* JOB *
Write out each line that follows exactly as it stands, without the pictures.
======== MATERIAL SUPPLIED ========
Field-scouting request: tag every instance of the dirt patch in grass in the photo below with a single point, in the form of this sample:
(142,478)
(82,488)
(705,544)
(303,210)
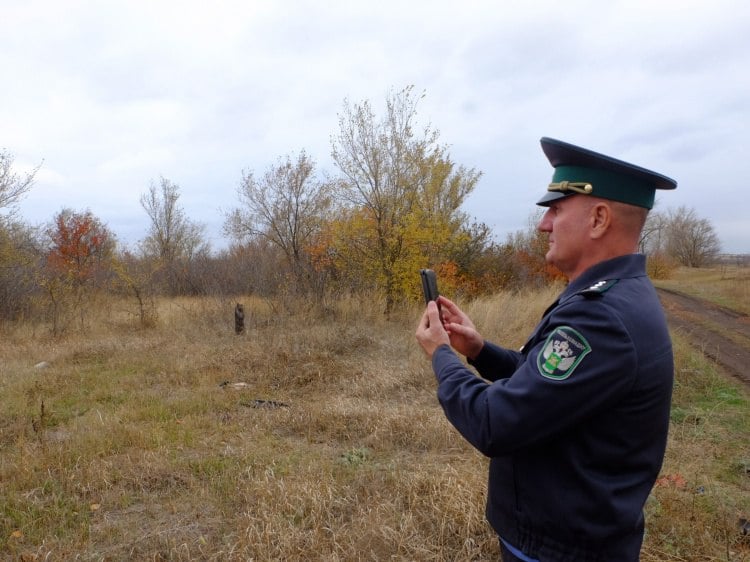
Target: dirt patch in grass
(721,333)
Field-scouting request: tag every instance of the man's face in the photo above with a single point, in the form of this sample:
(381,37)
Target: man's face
(567,221)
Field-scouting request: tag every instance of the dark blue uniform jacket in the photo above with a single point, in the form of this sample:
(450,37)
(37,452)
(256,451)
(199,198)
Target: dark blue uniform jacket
(576,423)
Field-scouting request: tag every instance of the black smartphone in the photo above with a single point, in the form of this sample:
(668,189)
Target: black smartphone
(429,285)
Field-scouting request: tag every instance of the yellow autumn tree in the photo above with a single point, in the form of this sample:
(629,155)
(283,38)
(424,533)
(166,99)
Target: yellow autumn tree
(402,195)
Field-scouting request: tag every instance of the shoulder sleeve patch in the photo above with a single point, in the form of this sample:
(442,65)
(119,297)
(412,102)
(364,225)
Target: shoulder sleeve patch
(598,288)
(563,351)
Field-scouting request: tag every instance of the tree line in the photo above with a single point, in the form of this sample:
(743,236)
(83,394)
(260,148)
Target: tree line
========
* ANSWER BELOW *
Field-scouting request: tag every instance of the dirt patch in grass in the photo below with a single point, in the form of this sample:
(142,478)
(82,488)
(705,544)
(303,210)
Target: dirt patch in grass
(721,333)
Field-scouting request: tag every instance of the man's face in the photo above with a single point, in the form of this sample:
(381,37)
Target: man's face
(567,221)
Field-scouting request: tag every instance of the dark blue uniform jacket in the photo above with a single point, in the form of this sample:
(450,37)
(37,452)
(256,451)
(199,198)
Target: dark blue uniform jacket
(576,423)
Field-scouting request: tag every instance of the black smartphone in the photo above with a single point, in the form of this sample:
(668,189)
Target: black smartphone
(429,285)
Field-scouting request: tag every instance of the yellow autumn tree in the photo above with a single point, in the form of this sample:
(629,155)
(283,38)
(424,533)
(166,99)
Target: yellow autumn tree
(402,195)
Field-scouting request: tag every instance of the shoulder sleeve patch in the photo above with a single point, in the form of this sample:
(442,65)
(119,297)
(412,102)
(364,225)
Target: shoulder sleeve patch
(598,288)
(563,351)
Field-scouting request: tag every instance of the tree line in the photo above with a single point, in the form of this sample:
(743,236)
(83,394)
(260,148)
Target: tree line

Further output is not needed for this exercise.